- _Défi 1_: Extrayez de l'extrait de l'arrêt le passage commençant par « Il s’ensuit que » et allant jusqu'à « décision de l’agence. », sans y changer un mot.
- _Défi 2_:
Répondez à ces questions d'après l'extrait de l'arrêt :
(a) À quelle date a été rendu l'arrêt Heli-Flight/AESA cité par analogie ?
(b) Contre quelle décision le recours est-il déclaré irrecevable ?
(c) Que demande la requérante par ses deuxième et troisième chefs de conclusions ?
- _Défi 3_: Poursuivez l'extrait de l'arrêt sur la recevabilité du recours après sa dernière phrase.

- _Extrait du document_:
========================

Il s’ensuit que la requérante n’est pas recevable à demander l’annulation de la décision de l’agence (voir, par analogie, arrêt du 11 décembre 2014, Heli-Flight/AESA, T‑102/13, EU:T:2014:1064, point 30).

34

Partant, il convient de déclarer le recours irrecevable en ce qu’il est dirigé contre la décision de l’agence.

Sur la recevabilité des deuxième et troisième chefs de conclusions

35

Par ses deuxième et troisième chefs de conclusions, la requérante demande, en substance, au Tribunal de statuer sur les principaux moyens juridiques soulevés dans la requête.

========================

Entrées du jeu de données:
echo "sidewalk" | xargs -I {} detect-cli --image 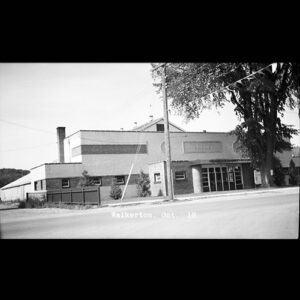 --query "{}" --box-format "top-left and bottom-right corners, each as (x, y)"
(101, 186), (299, 207)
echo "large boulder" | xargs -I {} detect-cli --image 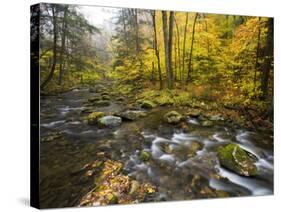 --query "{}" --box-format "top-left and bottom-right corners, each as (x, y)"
(79, 160), (156, 206)
(92, 100), (110, 107)
(164, 111), (183, 124)
(88, 96), (102, 103)
(98, 116), (122, 127)
(87, 111), (105, 124)
(116, 110), (147, 121)
(217, 144), (257, 176)
(141, 100), (155, 109)
(201, 120), (214, 127)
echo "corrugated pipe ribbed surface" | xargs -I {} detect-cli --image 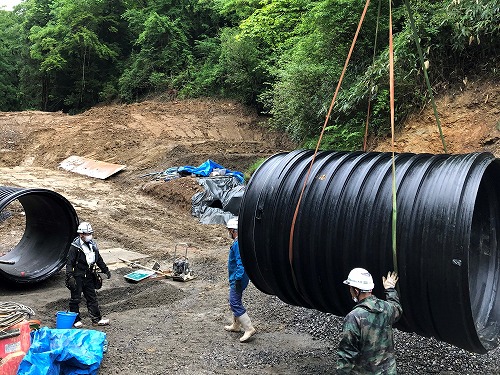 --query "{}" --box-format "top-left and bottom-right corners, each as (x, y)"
(239, 150), (500, 353)
(0, 186), (78, 283)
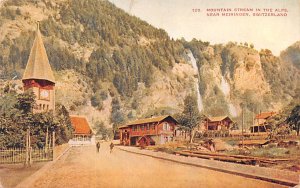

========================

- _Bonne réponse 1_:
Il s’ensuit que la requérante n’est pas recevable à demander l’annulation de la décision de l’agence (voir, par analogie, arrêt du 11 décembre 2014, Heli-Flight/AESA, T‑102/13, EU:T:2014:1064, point 30).

34

Partant, il convient de déclarer le recours irrecevable en ce qu’il est dirigé contre la décision de l’agence.

- _Bonne réponse 2_:
(a) Le 11 décembre 2014.
(b) Contre la décision de l'agence.
(c) Elle demande, en substance, au Tribunal de statuer sur les principaux moyens juridiques soulevés dans la requête.

- _Bonne réponse 3_:
36

Au préalable, il convient de rappeler que le juge de l’Union peut, à tout moment, examiner d’office les fins de non-recevoir d’ordre public, au rang desquelles figurent, selon la jurisprudence, les conditions de recevabilité d’un recours. Le contrôle du Tribunal n’est donc pas limité aux fins de non-recevoir soulevées par les parties (arrêt du 11 juillet 2019, Gollnisch/Parlement, T‑95/18, non publié, EU:T:2019:507, point 35).

37

Il importe également de souligner que, en réponse à la mesure d’organisation de la procédure du 23 avril 2020 rappelée au point 19 ci-dessus, les parties ont présenté leurs observations, lors de l’audience, sur la question de la recevabilité des deuxième et troisième chefs de conclusions figurant dans la requête à la lumière des arrêts du 11 juillet 1996, Bernardi/Parlement (T‑146/95, EU:T:1996:105, point 23), et du 17 février 2017, Mayer/EFSA (T‑493/14, EU:T:2017:100, point 37).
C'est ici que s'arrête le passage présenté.